WORK ORDER → Only the lines from the one containing "of the dusk" to the end of the entries should be written out, each exactly as it stands, both ends included.

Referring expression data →
^^^^^^^^^^^^^^^^

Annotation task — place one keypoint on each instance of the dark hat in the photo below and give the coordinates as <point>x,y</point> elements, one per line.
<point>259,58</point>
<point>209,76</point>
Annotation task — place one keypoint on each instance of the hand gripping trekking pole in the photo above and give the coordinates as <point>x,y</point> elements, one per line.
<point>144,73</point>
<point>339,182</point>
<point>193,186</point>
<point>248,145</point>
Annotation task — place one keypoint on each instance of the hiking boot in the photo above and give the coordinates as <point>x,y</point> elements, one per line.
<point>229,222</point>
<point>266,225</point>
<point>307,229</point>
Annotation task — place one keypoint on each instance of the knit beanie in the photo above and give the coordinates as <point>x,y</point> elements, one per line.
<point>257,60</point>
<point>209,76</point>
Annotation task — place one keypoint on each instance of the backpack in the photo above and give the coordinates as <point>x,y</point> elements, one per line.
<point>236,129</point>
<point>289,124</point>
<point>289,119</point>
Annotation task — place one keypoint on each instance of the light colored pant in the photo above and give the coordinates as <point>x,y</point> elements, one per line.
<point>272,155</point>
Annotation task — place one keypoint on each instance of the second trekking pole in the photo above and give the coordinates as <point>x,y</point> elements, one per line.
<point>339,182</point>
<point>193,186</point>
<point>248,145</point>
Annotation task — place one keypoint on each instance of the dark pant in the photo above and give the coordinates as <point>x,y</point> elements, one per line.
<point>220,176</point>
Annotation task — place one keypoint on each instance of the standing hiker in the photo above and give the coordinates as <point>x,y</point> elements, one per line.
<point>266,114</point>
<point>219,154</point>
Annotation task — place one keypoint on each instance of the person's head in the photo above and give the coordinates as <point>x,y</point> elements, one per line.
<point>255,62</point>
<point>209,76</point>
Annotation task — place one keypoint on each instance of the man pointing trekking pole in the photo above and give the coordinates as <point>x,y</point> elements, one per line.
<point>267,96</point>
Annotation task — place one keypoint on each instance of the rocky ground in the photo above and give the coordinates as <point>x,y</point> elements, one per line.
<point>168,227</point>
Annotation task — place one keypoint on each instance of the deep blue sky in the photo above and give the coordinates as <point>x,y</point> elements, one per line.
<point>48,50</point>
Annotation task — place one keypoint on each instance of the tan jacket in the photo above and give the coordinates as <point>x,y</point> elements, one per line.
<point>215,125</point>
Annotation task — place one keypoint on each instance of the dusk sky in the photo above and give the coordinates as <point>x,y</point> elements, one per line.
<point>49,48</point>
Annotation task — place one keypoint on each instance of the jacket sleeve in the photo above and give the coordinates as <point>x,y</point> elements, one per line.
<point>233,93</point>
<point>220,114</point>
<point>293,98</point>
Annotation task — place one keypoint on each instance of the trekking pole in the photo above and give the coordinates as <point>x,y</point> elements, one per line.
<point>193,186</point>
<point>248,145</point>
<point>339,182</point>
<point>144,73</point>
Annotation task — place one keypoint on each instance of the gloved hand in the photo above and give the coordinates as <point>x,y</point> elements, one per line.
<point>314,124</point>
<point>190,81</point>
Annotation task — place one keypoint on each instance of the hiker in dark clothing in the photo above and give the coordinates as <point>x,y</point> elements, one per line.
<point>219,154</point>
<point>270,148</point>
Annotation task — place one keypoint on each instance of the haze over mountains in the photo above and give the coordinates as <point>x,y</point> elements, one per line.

^^^^^^^^^^^^^^^^

RESULT FOR THIS TASK →
Annotation task — place one keypoint on each instance of the dusk sky in the photo above and give the coordinates as <point>x,y</point> elements, one per line.
<point>49,48</point>
Annotation task — place one keypoint on each instance of the jacket sleeve in the photo above and give the coordinates as <point>x,y</point> elements, one per line.
<point>233,93</point>
<point>220,114</point>
<point>293,98</point>
Annotation task — place one keypoint on each instance of the trekking pole in the photo above and give the coordinates as <point>x,y</point> elements, one per line.
<point>193,186</point>
<point>248,145</point>
<point>339,182</point>
<point>144,73</point>
Annotation task — place one keypoint on each instance of the gloved hand in the photo above and give the coordinates as <point>x,y</point> elements, one per line.
<point>314,124</point>
<point>190,81</point>
Annotation task — place one keypoint on each instance of the hiker in dark clothing in the photo above and give the coordinates as <point>x,y</point> elements, one per line.
<point>219,154</point>
<point>270,148</point>
Annotation task — place one keypoint on each instance of the haze over mountains in the photo above and give the coordinates as <point>x,y</point> elements, one per line.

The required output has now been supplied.